_Task description_. Line by line, copy the listing below exactly.
** Opening Data in this exercise block **
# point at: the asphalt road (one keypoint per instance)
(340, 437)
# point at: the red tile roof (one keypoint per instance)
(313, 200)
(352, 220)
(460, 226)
** Closing Data in this exercise block **
_Task answer_.
# point at: the asphalt road (one keypoint per instance)
(340, 437)
# point at: the red tile roof (one keypoint per instance)
(313, 200)
(352, 220)
(460, 226)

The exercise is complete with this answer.